EXERCISE TASK 1:
Name every cricket team mentioned in the cricket article below.

ARTICLE:
------------

Let the phoney war begin

England still remain some way short of matching Australia

Andrew Miller
Andrew Miller
27-Apr-2005


Glenn McGrath: back at his best, worryingly for England © Getty Images
A fortnight ago at The Oval, Surrey's opening Championship fixture against Sussex was witnessed by a smattering of hardcore fans, a lost fox on the gas-holder, and a legion of strange dangling legs hanging from the roof of the spanking new and nearly completed OCS Stand. On closer inspection, these turned out to be the bottom halves of several workmen, all of whom were up to their torsos in an extremely important task - installing anti-pigeon spikes in the eaves of The Oval's great new arch.
If only England's cricketers could be afforded similar protection this summer, preferably halfway down the bowlers' run-ups, ready for when Glenn McGrath comes thundering to the crease. Because if there is one sight that is certain to stir those familiar old uncertainties ahead of this summer's eagerly awaited Ashes contest, it is the sight of old Pigeon himself, flapping all before him as if he has never been away.
Distance is meant to lend perspective to a situation, but the closer the Ashes come, the more clear it is that England remain a significant way short of matching Australia's allround brilliance. Last summer, as England's heady Test triumphs morphed seamlessly into a dissection of Australia's one-day side in the Champions Trophy, I allowed myself a rare glimpse of a rosy future in 2005. This column is not intended as a retraction of my earlier opinions (perish the thought!), although it is only prudent to lay the groundwork for a graceful retreat.

------------

SOURCE RECORDS:

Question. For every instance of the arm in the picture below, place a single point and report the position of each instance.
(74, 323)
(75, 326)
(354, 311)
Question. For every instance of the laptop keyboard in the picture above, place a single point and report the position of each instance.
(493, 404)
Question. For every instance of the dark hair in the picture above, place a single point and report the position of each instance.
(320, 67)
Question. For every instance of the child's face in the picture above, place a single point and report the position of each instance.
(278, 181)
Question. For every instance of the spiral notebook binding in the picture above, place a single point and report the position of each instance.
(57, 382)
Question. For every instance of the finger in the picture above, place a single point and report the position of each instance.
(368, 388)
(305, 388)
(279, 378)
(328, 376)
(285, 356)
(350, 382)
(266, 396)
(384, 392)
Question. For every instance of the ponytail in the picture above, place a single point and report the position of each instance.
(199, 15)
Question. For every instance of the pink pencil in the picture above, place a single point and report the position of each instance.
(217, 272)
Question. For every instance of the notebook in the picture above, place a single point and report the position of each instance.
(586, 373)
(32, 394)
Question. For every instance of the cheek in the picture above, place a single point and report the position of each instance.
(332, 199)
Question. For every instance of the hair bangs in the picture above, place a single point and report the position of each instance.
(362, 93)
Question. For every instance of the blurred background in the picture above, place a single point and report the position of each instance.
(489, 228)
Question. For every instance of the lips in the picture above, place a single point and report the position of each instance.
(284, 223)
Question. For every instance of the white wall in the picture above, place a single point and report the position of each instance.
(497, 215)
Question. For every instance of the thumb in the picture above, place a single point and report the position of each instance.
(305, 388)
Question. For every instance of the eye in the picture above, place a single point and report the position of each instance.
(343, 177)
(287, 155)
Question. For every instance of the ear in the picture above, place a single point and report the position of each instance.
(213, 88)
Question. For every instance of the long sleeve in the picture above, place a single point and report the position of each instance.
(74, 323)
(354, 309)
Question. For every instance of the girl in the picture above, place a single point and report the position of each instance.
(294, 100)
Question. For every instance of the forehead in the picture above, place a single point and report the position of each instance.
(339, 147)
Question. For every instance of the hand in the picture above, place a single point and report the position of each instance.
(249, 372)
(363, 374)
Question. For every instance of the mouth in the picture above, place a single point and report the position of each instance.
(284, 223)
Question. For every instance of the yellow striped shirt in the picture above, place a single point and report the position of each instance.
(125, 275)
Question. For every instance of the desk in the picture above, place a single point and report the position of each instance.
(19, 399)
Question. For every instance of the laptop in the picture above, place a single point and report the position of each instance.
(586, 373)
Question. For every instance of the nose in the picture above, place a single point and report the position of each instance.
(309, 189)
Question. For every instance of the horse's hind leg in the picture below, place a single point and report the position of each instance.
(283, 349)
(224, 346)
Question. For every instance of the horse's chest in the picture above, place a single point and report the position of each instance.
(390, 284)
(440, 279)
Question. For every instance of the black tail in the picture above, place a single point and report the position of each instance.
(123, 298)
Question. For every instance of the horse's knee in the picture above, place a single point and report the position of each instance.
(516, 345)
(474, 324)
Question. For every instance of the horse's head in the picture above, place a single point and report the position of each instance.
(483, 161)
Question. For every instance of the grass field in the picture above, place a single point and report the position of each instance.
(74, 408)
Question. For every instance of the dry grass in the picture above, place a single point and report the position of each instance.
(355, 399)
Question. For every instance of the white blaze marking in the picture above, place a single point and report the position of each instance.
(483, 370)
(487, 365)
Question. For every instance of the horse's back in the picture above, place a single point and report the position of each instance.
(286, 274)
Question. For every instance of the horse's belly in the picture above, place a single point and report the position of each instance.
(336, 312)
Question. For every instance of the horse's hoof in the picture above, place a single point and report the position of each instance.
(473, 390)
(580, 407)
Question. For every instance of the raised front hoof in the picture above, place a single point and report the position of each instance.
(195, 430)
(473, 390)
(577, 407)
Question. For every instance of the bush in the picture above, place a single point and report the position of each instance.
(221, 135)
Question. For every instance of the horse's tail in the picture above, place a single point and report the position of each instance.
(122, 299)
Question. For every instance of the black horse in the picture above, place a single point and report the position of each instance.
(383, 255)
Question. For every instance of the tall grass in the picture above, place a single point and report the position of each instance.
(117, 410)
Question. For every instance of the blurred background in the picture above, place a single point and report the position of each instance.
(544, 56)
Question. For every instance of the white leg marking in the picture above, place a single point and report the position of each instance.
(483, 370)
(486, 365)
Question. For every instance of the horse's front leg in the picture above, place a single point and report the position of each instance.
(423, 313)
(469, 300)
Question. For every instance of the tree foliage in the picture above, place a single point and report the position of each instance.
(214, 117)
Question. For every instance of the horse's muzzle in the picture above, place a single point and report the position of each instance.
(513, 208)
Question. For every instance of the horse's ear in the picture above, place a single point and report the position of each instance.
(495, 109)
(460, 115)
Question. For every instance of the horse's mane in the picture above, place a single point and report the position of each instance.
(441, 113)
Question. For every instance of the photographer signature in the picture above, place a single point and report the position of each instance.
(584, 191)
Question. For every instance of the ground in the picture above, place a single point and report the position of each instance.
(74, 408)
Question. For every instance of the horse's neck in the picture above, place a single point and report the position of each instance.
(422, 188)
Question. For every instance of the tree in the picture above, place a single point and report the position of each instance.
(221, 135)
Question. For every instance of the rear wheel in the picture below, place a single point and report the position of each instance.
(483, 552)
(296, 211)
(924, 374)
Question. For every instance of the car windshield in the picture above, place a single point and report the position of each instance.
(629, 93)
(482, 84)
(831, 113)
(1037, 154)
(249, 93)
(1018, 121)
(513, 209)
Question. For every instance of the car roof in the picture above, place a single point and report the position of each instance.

------------

EXERCISE TASK 2:
Pull out each line of the entries above that contains the word "marking". Case counts.

EXERCISE RESULT 1:
England, Australia, Surrey, Sussex

EXERCISE RESULT 2:
Question. For every instance of the white blaze marking in the picture above, place a single point and report the position of each instance.
Question. For every instance of the white leg marking in the picture above, place a single point and report the position of each instance.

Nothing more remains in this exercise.